(TEXT FOR ANALYSIS begins)

Taxacom: Minimalist revision of Mesochorus

Neal Evenhuis neale at bishopmuseum.org
Wed Aug 30 15:43:49 CDT 2023


Although I am an ICZN Commissioner, I am speaking here as a taxonomist who has described more than 700 new species of flies, all based on morphological characters (although I have used molecular ones to test hypothetical species groups to tell me I was either spot on or whacko in my hypotheses). To me, molecular characters are just another character set and not the end unto themselves. As has been pointed out, barcodes do not always = unique species and to use them without resort to morphological characters is, in my opinion, sloppy taxonomy.

I was trained in taxonomy in an age where we were curious biologists and wanted to know not only the manifest of Spaceship Earth (yes, I’m from the Bucky Fuller era), but how things worked. We went into the field; hand-collected specimens, and watched our taxa live their lives and how they nourished, parasitized, predated, courted, mated, etc. When I describe species impaled on pins or floating in ETOH (thankfully I do not have to prepare them on slides – except genitalia), I am always asking myself how those species recognize each other in order to mate and have F1 generations. If Sharkey et al. are on the right path, then maybe they have sensory devices we have not found yet that can discern barcode sequences and those little wasps can confidently say with a wink after they have found one of their kind and the opposite sex -- “Whoowhee, baby! How YOU doin’ ACCGTCTAAGGT?” I doubt it. Insects have other sensory devices to discern their own species. I do not think males of Mesochorus in Guanacaste fly around humping everything that looks similar in hopes of a successful mating (maybe they do – do we know? That would be a step backward evolutionarily as wasteful energy epxediture). Instead I’d wager they discern their own species either visually or semiochemically. The former requires that each species is visually different somehow. The latter may require other techniques that include molecular - in hopes that what is used codes for those different semiochemicals. Barcodes do not. Nor do they always account for normal variation in a population of the same species.

(TEXT FOR ANALYSIS ends)
(DATASET CONTENT begins)

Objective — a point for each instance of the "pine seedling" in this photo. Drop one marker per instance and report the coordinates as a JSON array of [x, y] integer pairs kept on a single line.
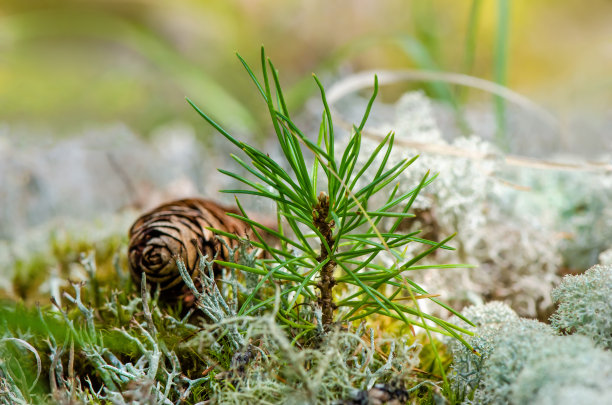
[[327, 262]]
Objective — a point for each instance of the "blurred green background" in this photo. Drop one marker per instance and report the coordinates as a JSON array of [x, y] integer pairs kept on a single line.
[[73, 63]]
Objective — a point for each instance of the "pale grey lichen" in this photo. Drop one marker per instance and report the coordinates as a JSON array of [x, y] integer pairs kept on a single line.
[[565, 370], [524, 361], [585, 305], [517, 256], [466, 369]]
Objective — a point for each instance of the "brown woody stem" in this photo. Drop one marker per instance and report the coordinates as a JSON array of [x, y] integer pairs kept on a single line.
[[327, 282]]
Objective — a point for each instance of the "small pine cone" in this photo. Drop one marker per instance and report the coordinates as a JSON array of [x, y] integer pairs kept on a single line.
[[178, 228]]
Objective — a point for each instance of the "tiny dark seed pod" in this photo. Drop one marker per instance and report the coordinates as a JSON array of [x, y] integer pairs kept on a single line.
[[178, 228]]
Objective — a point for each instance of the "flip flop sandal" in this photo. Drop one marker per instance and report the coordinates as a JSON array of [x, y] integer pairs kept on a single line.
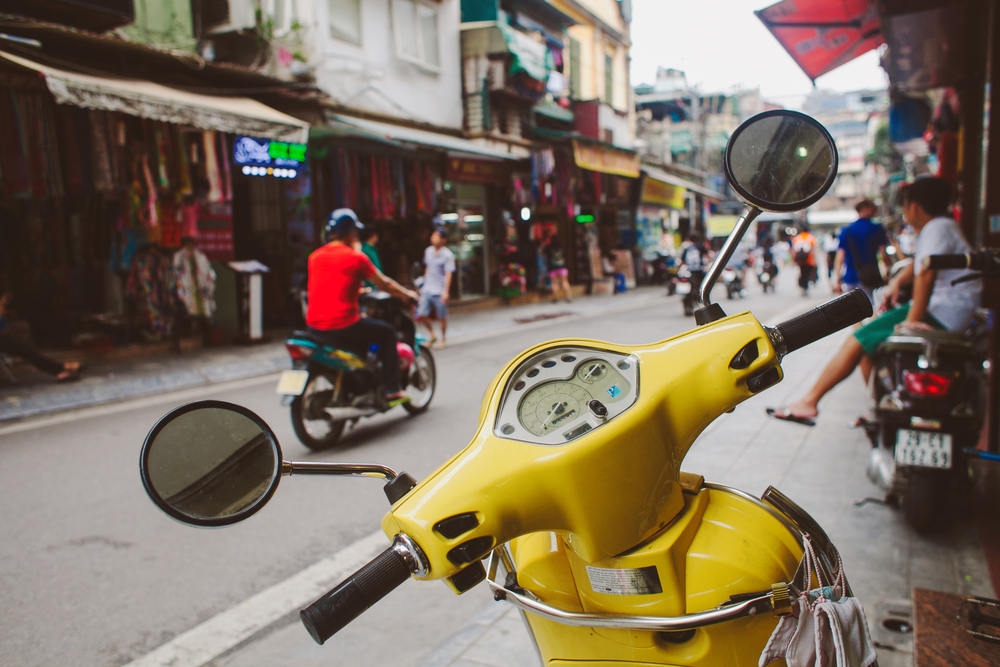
[[779, 413]]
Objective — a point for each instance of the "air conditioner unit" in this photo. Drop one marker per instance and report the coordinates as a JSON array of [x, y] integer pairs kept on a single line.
[[222, 16]]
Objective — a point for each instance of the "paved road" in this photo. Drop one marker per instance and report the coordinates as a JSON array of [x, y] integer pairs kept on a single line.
[[92, 574]]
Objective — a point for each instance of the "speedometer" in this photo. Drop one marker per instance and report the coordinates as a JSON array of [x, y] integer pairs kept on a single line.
[[551, 406]]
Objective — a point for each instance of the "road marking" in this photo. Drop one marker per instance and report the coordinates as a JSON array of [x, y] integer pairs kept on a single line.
[[572, 317], [203, 643], [180, 396]]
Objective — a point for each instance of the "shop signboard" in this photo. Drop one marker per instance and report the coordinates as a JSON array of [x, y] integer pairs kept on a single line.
[[215, 231], [268, 157], [719, 226], [477, 171], [665, 194], [606, 159]]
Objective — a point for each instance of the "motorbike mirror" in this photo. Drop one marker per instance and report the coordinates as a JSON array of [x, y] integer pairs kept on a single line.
[[781, 161], [210, 463]]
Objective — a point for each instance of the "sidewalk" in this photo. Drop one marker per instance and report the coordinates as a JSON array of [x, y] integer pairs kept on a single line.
[[111, 381], [822, 469]]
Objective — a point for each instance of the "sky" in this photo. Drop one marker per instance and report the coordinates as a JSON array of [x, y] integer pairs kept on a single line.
[[721, 43]]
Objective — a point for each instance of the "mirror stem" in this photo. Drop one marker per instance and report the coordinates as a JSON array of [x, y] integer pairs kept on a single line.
[[748, 215], [322, 468]]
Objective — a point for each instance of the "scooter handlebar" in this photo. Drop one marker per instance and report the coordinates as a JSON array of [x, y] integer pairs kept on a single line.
[[329, 614], [824, 320], [937, 262]]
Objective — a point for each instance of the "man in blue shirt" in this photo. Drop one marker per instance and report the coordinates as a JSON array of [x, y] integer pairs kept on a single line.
[[440, 265], [860, 244]]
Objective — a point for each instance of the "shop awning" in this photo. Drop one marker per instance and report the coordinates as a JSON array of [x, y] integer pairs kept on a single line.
[[408, 135], [237, 115], [822, 35], [527, 54], [606, 159], [677, 181]]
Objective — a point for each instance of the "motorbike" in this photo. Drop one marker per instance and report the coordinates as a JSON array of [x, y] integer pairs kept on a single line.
[[329, 388], [687, 283], [571, 488], [926, 393], [733, 281], [767, 272]]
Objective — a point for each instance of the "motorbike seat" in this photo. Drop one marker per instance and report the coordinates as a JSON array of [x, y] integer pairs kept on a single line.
[[917, 341], [308, 335]]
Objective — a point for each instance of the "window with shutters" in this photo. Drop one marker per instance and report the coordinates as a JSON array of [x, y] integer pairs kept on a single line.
[[416, 32], [575, 77], [345, 20], [609, 79]]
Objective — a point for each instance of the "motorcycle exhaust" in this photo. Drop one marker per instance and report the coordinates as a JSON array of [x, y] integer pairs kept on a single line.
[[881, 468], [338, 414]]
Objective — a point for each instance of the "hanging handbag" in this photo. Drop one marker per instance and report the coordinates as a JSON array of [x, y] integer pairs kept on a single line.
[[826, 627]]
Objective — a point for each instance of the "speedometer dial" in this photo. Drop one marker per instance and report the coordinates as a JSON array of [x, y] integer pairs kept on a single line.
[[552, 406]]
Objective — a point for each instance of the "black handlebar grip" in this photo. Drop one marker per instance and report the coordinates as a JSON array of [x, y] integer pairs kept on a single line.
[[329, 614], [936, 262], [824, 320]]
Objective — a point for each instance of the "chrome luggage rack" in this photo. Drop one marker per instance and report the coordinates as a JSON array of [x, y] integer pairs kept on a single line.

(DATASET CONTENT ends)

### EXERCISE
Reproduce everything from "Taxacom: Minimalist revision" down to "opinion, sloppy taxonomy." in the post on Mesochorus, swapping "morphological characters" for "anatomical characters". The data has no connection to the text.

### ANSWER AREA
Taxacom: Minimalist revision of Mesochorus

Neal Evenhuis neale at bishopmuseum.org
Wed Aug 30 15:43:49 CDT 2023


Although I am an ICZN Commissioner, I am speaking here as a taxonomist who has described more than 700 new species of flies, all based on anatomical characters (although I have used molecular ones to test hypothetical species groups to tell me I was either spot on or whacko in my hypotheses). To me, molecular characters are just another character set and not the end unto themselves. As has been pointed out, barcodes do not always = unique species and to use them without resort to anatomical characters is, in my opinion, sloppy taxonomy.